Passage to read:
Medical Negligence Claims
Medical negligence claims for compensation are frequently the necessary consequence of when a medical professional makes a mistake in the diagnosis or treatment of a patient´s ailment, which subsequently leads to the patient suffering a loss, an injury or the deterioration of an existing condition.
Medical negligence claims can stem from either your physician not taking sufficient care to correctly diagnose your symptoms, surgical complications, excessively delaying treatment for the symptoms of your medical condition or failing to provide appropriate treatment at all.
To establish a case for medical negligence, claims must show that a “duty of care” was owed to you and that the physician or healthcare worker who had undertaken your treatment had made a mistake through a lack of care and that their negligence led to an injury which would have otherwise been avoided “in the circumstances and at the time” if your treatment had been administered properly.
The areas of physician´s duties are clearly explained in the Medical Practitioners Act 2007, and medical negligence claims for compensation must show that a healthcare worker has displayed unacceptable behaviour, failed to communicate important issues and has demonstrated poor professional performance – either a lack of skill or the failure to apply it.
Making Medical Negligence Claims
However, unlike personal injury claims, the medical negligence claims process in Ireland are resolved by negotiation or dealt with by a court rather than assessed by the Injuries Board, and a claim for medical negligence compensation may follow the following process:-
- You would speak with a solicitor who specialises in medical negligence claims in Ireland and explain the injury you sustained which you believe is attributable to medical negligence.
- The solicitor would write to all the professionals involved with your treatment (including administrators, lab technicians and other support staff) to obtain copies of any relevant notes.
- The solicitor will obtain independent medical opinion on whether an alternative course of action “at the time and in the circumstances” would have averted the loss, injury or deterioration of an existing condition.
- You would then be informed whether you have a claim for medical negligence which is worth your while to pursue and, if so, provided with details of the procedures that may have to be completed for your particular claim.
It will always be your decision whether or not to proceed with a medical negligence claim for compensation.
Medical Negligence Claims and Contributory Negligence
One of the major issues regarding medical negligence claims in Ireland is whether the plaintiff has contributed to the cause or extent of an injury by their own lack of care. Examples of this include if a patient has attended their doctor and failed to communicate the full range of symptoms they have experienced – creating a misleading picture of their illness – if a patient has failed to take the medication prescribed for them or if they have missed follow up appointments with their doctors or referrals to consultants.

Referring-expression data:

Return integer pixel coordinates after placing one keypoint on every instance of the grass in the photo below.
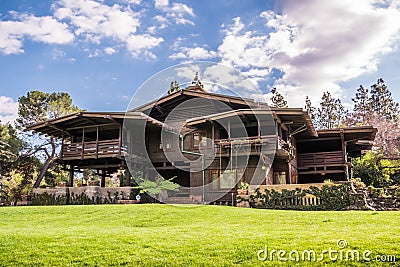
(165, 235)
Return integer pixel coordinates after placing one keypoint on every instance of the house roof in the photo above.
(188, 93)
(356, 138)
(297, 119)
(69, 123)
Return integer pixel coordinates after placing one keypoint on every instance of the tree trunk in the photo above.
(46, 166)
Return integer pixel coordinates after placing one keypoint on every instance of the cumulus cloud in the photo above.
(40, 29)
(109, 50)
(8, 109)
(95, 21)
(316, 44)
(195, 53)
(178, 13)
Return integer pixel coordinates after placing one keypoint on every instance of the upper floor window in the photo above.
(200, 139)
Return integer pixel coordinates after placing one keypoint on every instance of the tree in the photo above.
(310, 109)
(277, 99)
(37, 107)
(382, 103)
(331, 112)
(373, 170)
(361, 108)
(10, 145)
(377, 108)
(16, 168)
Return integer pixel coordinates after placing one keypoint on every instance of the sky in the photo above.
(102, 51)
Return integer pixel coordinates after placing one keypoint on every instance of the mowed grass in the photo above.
(166, 235)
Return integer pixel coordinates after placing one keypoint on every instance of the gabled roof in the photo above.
(191, 94)
(297, 119)
(57, 127)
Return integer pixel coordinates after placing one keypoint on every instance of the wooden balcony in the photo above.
(328, 162)
(91, 150)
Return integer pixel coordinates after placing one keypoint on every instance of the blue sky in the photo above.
(100, 52)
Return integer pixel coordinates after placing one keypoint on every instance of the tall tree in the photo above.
(37, 107)
(376, 107)
(10, 145)
(331, 112)
(277, 99)
(361, 108)
(382, 103)
(310, 108)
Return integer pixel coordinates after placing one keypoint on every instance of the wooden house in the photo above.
(195, 135)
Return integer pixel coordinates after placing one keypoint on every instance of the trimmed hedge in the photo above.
(337, 197)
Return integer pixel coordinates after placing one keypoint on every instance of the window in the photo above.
(165, 146)
(200, 139)
(226, 179)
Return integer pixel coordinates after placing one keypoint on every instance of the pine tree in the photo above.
(382, 103)
(331, 112)
(278, 99)
(310, 109)
(361, 108)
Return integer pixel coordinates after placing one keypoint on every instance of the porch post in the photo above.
(127, 177)
(346, 167)
(71, 176)
(103, 178)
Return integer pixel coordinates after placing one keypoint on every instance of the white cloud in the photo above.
(177, 13)
(316, 44)
(8, 109)
(41, 29)
(133, 2)
(137, 43)
(95, 21)
(194, 53)
(110, 51)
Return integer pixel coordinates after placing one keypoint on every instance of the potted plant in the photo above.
(243, 188)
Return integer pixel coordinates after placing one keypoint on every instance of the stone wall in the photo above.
(85, 195)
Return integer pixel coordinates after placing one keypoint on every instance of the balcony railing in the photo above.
(90, 150)
(321, 159)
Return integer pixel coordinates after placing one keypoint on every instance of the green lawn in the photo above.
(165, 235)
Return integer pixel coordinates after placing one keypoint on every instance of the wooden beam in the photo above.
(91, 126)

Task requirements:
1. According to the text on medical negligence claims, which act clearly explains the areas of a physician's duties?
2. Can you carry on the text on medical negligence claims from the point where it ends?
Nothing in the entries matters here.

Task-by-task outputs:
1. The Medical Practitioners Act 2007.

2.
Even if a patient has every good intention, and failed to explain to a nurse in hospital that they are in pain because the nurse is busy, medical negligence claims could be contested on the grounds that it was the patient´s own fault that their condition deteriorated. Being construed as having contributed to your medical injury will not automatically disqualify you from making medical negligence claims, but it could delay the resolution of your claim and may affect how much compensation for medical negligence you ultimately receive.
Who Pays Medical Negligence Compensation?
By law, every medical practitioner wishing to practise medicine in Ireland must be registered with The Medical Council of Ireland. They in turn, insist that every medical practitioner – no matter what their specialised field of practise – holds comprehensive professional indemnity insurance to cover medical negligence claims. Consequently, if you feel that you have been the victim of medical negligence, claims for compensation are usually made against the medical practitioner´s insurance company rather than the individual(s) responsible for your injury.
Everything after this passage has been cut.